-- PROBLEM DETAILS --
Render the stretch from the start of the records through the line containing "Target: <item>forested hill</item>" as a JSON list of strings, one string per line, omitting blank lines.

[Dataset rows]
BEGIN
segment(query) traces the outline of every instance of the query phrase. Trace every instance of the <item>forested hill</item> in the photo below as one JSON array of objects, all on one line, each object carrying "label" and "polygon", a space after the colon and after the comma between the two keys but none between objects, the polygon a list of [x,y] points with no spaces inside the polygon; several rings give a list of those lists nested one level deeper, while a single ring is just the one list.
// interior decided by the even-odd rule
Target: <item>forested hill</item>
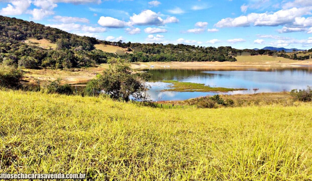
[{"label": "forested hill", "polygon": [[[36,42],[27,44],[25,40],[30,38],[44,40],[56,45],[56,47],[36,46]],[[104,52],[95,48],[94,45],[99,44],[119,46],[128,51],[118,54]],[[230,46],[216,48],[182,44],[108,41],[0,16],[0,63],[27,68],[90,67],[106,63],[112,57],[131,62],[234,61],[236,60],[235,56],[243,51],[249,52],[252,55],[266,53],[258,51],[238,50]]]}]

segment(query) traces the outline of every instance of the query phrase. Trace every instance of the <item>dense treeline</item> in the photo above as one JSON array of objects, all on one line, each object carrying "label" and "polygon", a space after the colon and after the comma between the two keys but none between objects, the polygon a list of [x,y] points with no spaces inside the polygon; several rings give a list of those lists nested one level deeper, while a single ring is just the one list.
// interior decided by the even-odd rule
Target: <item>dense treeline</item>
[{"label": "dense treeline", "polygon": [[[235,56],[246,52],[250,55],[273,55],[269,50],[239,50],[230,46],[196,46],[179,44],[141,44],[111,42],[81,36],[32,21],[0,16],[0,63],[5,65],[67,69],[88,67],[106,63],[108,59],[120,58],[131,62],[172,61],[235,61]],[[26,44],[30,38],[45,39],[55,43],[55,49]],[[113,54],[95,50],[94,45],[102,44],[126,48],[133,53]],[[38,44],[38,43],[37,43]],[[305,60],[282,53],[278,56],[294,60]]]}]

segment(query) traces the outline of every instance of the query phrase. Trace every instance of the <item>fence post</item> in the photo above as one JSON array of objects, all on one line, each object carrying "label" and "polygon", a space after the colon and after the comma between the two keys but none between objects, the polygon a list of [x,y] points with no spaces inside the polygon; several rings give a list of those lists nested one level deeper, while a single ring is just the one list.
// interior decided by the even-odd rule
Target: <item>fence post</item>
[{"label": "fence post", "polygon": [[38,90],[40,91],[40,81],[38,79]]}]

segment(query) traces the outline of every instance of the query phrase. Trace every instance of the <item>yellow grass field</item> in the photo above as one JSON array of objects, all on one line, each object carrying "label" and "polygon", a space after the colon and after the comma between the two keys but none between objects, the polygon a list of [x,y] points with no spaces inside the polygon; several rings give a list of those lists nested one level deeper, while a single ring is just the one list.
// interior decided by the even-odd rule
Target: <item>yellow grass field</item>
[{"label": "yellow grass field", "polygon": [[100,50],[103,51],[108,53],[116,53],[117,50],[121,50],[125,53],[127,52],[127,49],[122,48],[117,46],[113,45],[105,45],[104,44],[99,44],[94,45],[94,47],[97,50]]},{"label": "yellow grass field", "polygon": [[311,180],[312,106],[162,109],[0,91],[0,172],[94,180]]},{"label": "yellow grass field", "polygon": [[[39,44],[34,44],[32,42],[37,43]],[[51,48],[55,49],[56,48],[56,44],[55,43],[52,43],[50,41],[45,39],[38,40],[36,38],[29,38],[25,40],[25,43],[27,45],[33,45],[39,46],[46,49]]]}]

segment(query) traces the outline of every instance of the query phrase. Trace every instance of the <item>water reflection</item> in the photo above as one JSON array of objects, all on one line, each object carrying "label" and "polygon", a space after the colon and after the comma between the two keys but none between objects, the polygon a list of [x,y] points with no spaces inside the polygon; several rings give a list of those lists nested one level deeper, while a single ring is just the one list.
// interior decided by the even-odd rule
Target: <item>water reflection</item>
[{"label": "water reflection", "polygon": [[[248,89],[232,91],[227,94],[252,93],[258,92],[289,91],[304,88],[312,85],[312,67],[206,67],[145,69],[152,74],[152,80],[175,80],[181,82],[204,83],[211,86]],[[213,95],[216,93],[161,92],[169,84],[149,83],[152,88],[148,91],[154,101],[182,100],[198,97]]]}]

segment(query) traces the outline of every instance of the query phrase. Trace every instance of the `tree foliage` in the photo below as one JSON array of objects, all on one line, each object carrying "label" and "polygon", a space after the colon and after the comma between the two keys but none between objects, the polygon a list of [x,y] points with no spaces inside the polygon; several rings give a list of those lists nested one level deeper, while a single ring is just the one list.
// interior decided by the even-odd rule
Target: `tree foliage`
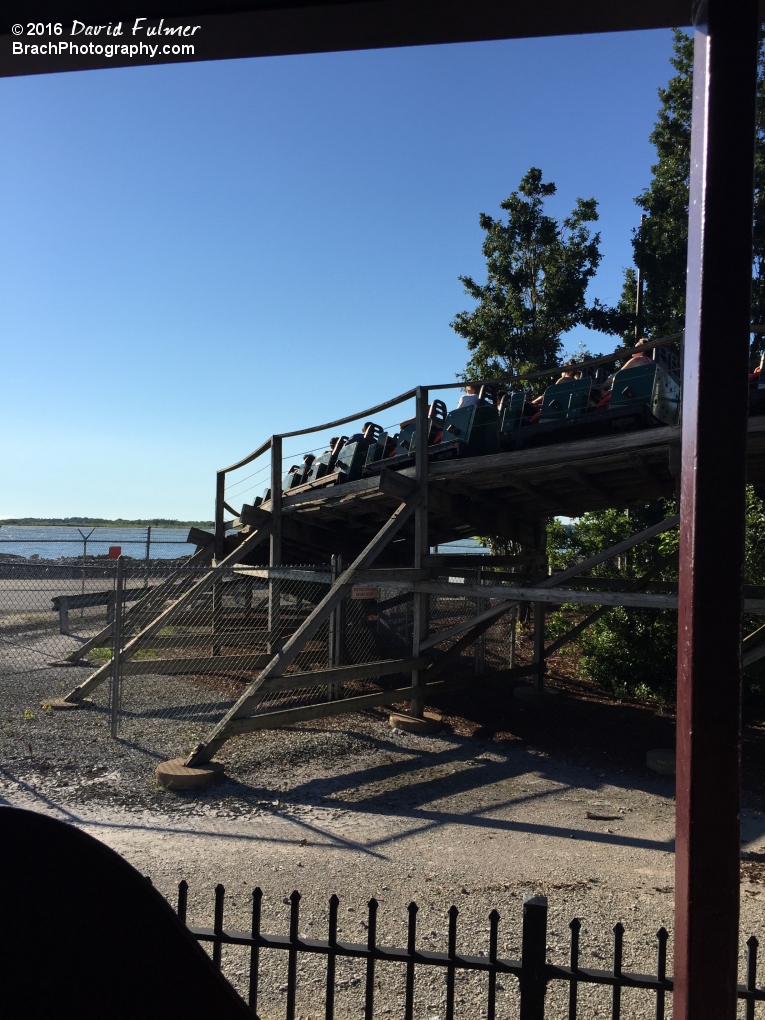
[{"label": "tree foliage", "polygon": [[545,200],[555,191],[532,166],[501,203],[507,221],[480,214],[487,283],[460,276],[477,307],[452,322],[470,352],[466,378],[507,379],[555,364],[561,337],[572,326],[606,321],[605,310],[585,300],[601,260],[600,234],[590,226],[598,219],[597,203],[577,199],[559,222],[545,212]]},{"label": "tree foliage", "polygon": [[[676,71],[659,90],[660,108],[651,142],[657,161],[651,182],[635,200],[647,217],[633,235],[634,261],[645,278],[643,332],[653,337],[677,333],[684,325],[685,274],[687,257],[688,188],[691,175],[691,112],[693,99],[693,40],[674,34],[671,64]],[[620,311],[625,339],[634,327],[635,272],[627,269]],[[753,260],[753,320],[765,321],[765,60],[760,54],[758,73],[757,146],[755,166],[755,214]],[[631,320],[631,322],[630,322]],[[753,361],[759,357],[762,338],[753,344]],[[608,510],[585,514],[570,528],[553,522],[550,547],[558,550],[561,562],[586,556],[596,549],[673,512],[672,502],[655,501],[629,511]],[[630,551],[621,563],[599,568],[601,574],[636,577],[659,562],[659,557],[677,544],[676,531]],[[765,509],[753,489],[747,497],[746,579],[751,584],[765,582]],[[674,563],[666,564],[658,577],[676,578]],[[556,621],[553,621],[556,625]],[[564,626],[563,619],[557,621]],[[757,625],[745,621],[745,629]],[[671,612],[614,609],[585,630],[576,650],[578,667],[602,686],[616,694],[654,694],[670,697],[676,673],[677,620]],[[750,687],[765,691],[765,667],[757,664],[748,671]]]},{"label": "tree foliage", "polygon": [[[646,213],[632,235],[634,263],[644,274],[642,332],[651,337],[679,333],[685,320],[687,218],[691,184],[691,112],[693,105],[694,41],[674,32],[670,63],[677,72],[659,89],[660,107],[650,141],[657,161],[648,188],[636,204]],[[755,155],[754,259],[752,321],[765,322],[765,49],[760,50],[757,81]],[[634,328],[635,272],[625,270],[619,312],[625,339]],[[763,349],[755,339],[753,362]]]},{"label": "tree foliage", "polygon": [[[554,569],[562,569],[576,560],[592,556],[676,513],[674,500],[655,500],[629,510],[604,510],[588,513],[566,527],[552,521],[548,546]],[[747,489],[747,529],[745,580],[765,584],[765,505],[750,486]],[[629,550],[623,557],[610,560],[593,570],[594,576],[632,579],[652,569],[657,580],[677,579],[679,537],[672,528],[650,543]],[[568,607],[576,610],[581,607]],[[761,623],[758,617],[745,619],[745,632]],[[551,617],[551,633],[556,635],[570,626],[567,613]],[[671,699],[674,695],[677,656],[677,615],[659,609],[612,609],[584,630],[575,646],[577,669],[584,678],[623,697],[654,696]],[[765,662],[747,670],[750,688],[765,692]]]}]

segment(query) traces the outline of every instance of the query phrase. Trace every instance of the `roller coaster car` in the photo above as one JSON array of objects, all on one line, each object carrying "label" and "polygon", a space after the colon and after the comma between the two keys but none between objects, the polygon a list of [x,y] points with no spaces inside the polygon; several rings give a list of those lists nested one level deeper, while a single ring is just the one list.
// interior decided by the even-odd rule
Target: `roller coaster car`
[{"label": "roller coaster car", "polygon": [[373,421],[364,423],[358,439],[346,443],[338,454],[333,470],[340,471],[338,482],[355,481],[360,478],[367,463],[367,457],[374,448],[379,447],[380,440],[385,443],[386,436],[381,425]]},{"label": "roller coaster car", "polygon": [[487,453],[498,453],[499,436],[497,394],[492,387],[483,386],[480,388],[477,404],[458,407],[447,414],[437,459],[445,459],[442,455],[450,449],[454,449],[455,456],[459,457],[480,457]]},{"label": "roller coaster car", "polygon": [[614,376],[610,401],[594,404],[593,379],[556,382],[545,391],[539,422],[501,434],[503,450],[588,439],[677,423],[680,386],[659,361],[623,368]]},{"label": "roller coaster car", "polygon": [[[444,422],[447,417],[446,404],[443,400],[435,400],[427,409],[427,445],[436,447],[444,434]],[[414,450],[417,443],[416,419],[402,421],[401,431],[390,437],[382,432],[374,447],[367,453],[364,475],[379,474],[384,467],[406,467],[414,463]],[[437,448],[438,449],[438,448]],[[434,450],[428,452],[434,456]],[[455,455],[456,456],[456,455]]]},{"label": "roller coaster car", "polygon": [[285,475],[282,480],[282,492],[289,492],[291,489],[295,489],[296,486],[303,484],[303,468],[298,467],[297,464],[293,464],[290,470]]},{"label": "roller coaster car", "polygon": [[528,399],[526,392],[503,393],[497,405],[497,413],[500,417],[500,436],[503,432],[511,432],[515,428],[527,425],[528,419],[536,413],[536,409]]},{"label": "roller coaster car", "polygon": [[325,474],[332,474],[335,470],[335,464],[340,456],[340,451],[348,442],[347,436],[336,436],[329,440],[329,449],[317,457],[310,468],[308,469],[308,474],[306,475],[306,481],[317,481],[319,478],[323,478]]}]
END
-- THE SOLUTION --
[
  "segment(query) traces the outline of every instance of the query phrase. Trace every instance of the <item>forested hill</item> in the photo below as one JSON array of objects, all on one line, each object carrying \"label\" and \"polygon\", a space after the colon and after the comma between the two keys but none between objects, the polygon a list of [x,y] points with no spaces inside the polygon; several rings give a list of those lists nested one level deeper, while a single ring is just the one list.",
  "// interior decided by the even-odd rule",
  "Target: <item>forested hill</item>"
]